#### [本文抜粋]
..........

チームビルディングを強化!活用できるフレームワークを紹介

最終更新日: 2024/01/15 公開日: 2022/09/01

「チームの成果がなかなか上がらない」
「業務に対する意欲のバラつきが気になる」

このような悩みを抱える経営者、人事担当者の方は多いのではないでしょうか。

組織にはビジョン、ミッション達成などの目的があるもの。チームメンバー1人ひとりが最大限のスキル、能力を発揮できなければ、目標を達成し成果を挙げることは難しいでしょう。

成果を挙げるためには共通の課題を解決し、同じ目標達成に向けて進むチームを作ることが重要です。

この記事では、チームビルディングの重要性を解説。活用できるフレームワークを紹介します。この記事が「限られた人材リソースを最大限に活用して、生産性を向上させたい」と考える方の一助となれば幸いです。

チームビルディングとは「目標を達成できる集団」を作ること

チームビルディングとは、個人のスキルや経験を最大限に引き出し、目標達成を可能にするチームを作り上げるための取り組みです。

組織には達成すべき目標があるもの。チームビルディングを取り入れることで、生産性の向上、社員のモチベーション維持などの効果が期待できます。

チームビルディングの目的|組織の成果を最大化させる

チームビルディングの目的は、組織の成果を最大化させることです。

組織の成果は、社員1人ひとりの能力が発揮されてこそ結果につながるもの。仮に1人のスキルが優れたものであっても、メンバー同士の関係性が構築できていなければ、成果を挙げることは困難です。

目標が定まっていなかったり、メンバー同士の関係性が構築されていなければ、最大限のパフォーマンスを発揮できません

掲げた目標を達成し、成果を最大化させるためには、メンバー全員が同じ目標を認識し、足並みを揃える必要があります。

近年は多様性を尊重する時代。スキルや個性の異なるメンバーでチームを形成し、どのようにしてパフォーマンスを最大化させるのか考えることが重要です。

「グループ(個人の集まり)」を「チーム(協働する集団)」に変える

「チーム」と混同しがちな言葉には、「グループ」があります。しかし2つの言葉は、似て非なるものです。

  • グループ:仕事を調整し合う個人の集団
  • チーム:共通の目標に向かって協働する集団

グループとチームは、どちらも共通の目的を持った集団です。しかしメンバーが進む方向、成果の表れ方に違いがあります。

グループとチームの違い

グループとはメンバーがそれぞれ独立し、目標に向かってそれぞれ進む集団です。メンバーの進むバラバラな状態では、パフォーマンスを最大化させることができません。その成果は、単純に個人の貢献を足して合わせたものといえるでしょう。

一方チームとは、同じ目標を掲げ、達成に向けて協働する集団のこと。その成果は、メンバーのスキルを掛け合わせた相乗効果をもたらします。いわばかけ算です。

メンバーが出した成果を繋ぎ合わせるだけの足し算よりも、相乗効果を生むかけ算の方が最終的な成果が大きくなります

成果を挙げるためには目標と課題を共有し、同じ方向へ進む「チーム」を作ることが重要です。

..........

#### [データ一覧]
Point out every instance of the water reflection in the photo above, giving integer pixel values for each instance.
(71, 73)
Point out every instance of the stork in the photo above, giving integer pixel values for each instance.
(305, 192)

..........

#### [課題 A]
チームビルディングに関する記事のうち、「このような悩みを抱える経営者、人事担当者の方は多いのではないでしょうか。」から「持などの効果が期待できます。」までの部分(両端を含む)を、「人事担当者」を「管理職」に置き換えて書き直してください。
#### [課題 B]
チームビルディングに関する記事の中で、「〜とは」の形で説明されている語をすべて挙げてください。
#### [課題 C]
チームビルディングに関する記事に照らして、次の記述が内容と一致するかどうかを判定してください。それぞれ「はい」か「いいえ」で答え、根拠となる本文の語句をそのまま引用してください。
(i) 記事の公開日は2022/09/01である。
(ii) グループの成果は、メンバーのスキルを掛け合わせた相乗効果だと述べられている。
(iii) グループとチームは、どちらも共通の目的を持った集団だとされている。

#### [解答例 A]
このような悩みを抱える経営者、管理職の方は多いのではないでしょうか。

組織にはビジョン、ミッション達成などの目的があるもの。チームメンバー1人ひとりが最大限のスキル、能力を発揮できなければ、目標を達成し成果を挙げることは難しいでしょう。

成果を挙げるためには共通の課題を解決し、同じ目標達成に向けて進むチームを作ることが重要です。

この記事では、チームビルディングの重要性を解説。活用できるフレームワークを紹介します。この記事が「限られた人材リソースを最大限に活用して、生産性を向上させたい」と考える方の一助となれば幸いです。

チームビルディングとは「目標を達成できる集団」を作ること

チームビルディングとは、個人のスキルや経験を最大限に引き出し、目標達成を可能にするチームを作り上げるための取り組みです。

組織には達成すべき目標があるもの。チームビルディングを取り入れることで、生産性の向上、社員のモチベーション維持などの効果が期待できます。

#### [解答例 B]
チームビルディング、グループ、チーム

#### [解答例 C]
(i) はい。「公開日: 2022/09/01」
(ii) いいえ。「その成果は、単純に個人の貢献を足して合わせたものといえるでしょう。」
(iii) はい。「グループとチームは、どちらも共通の目的を持った集団です。」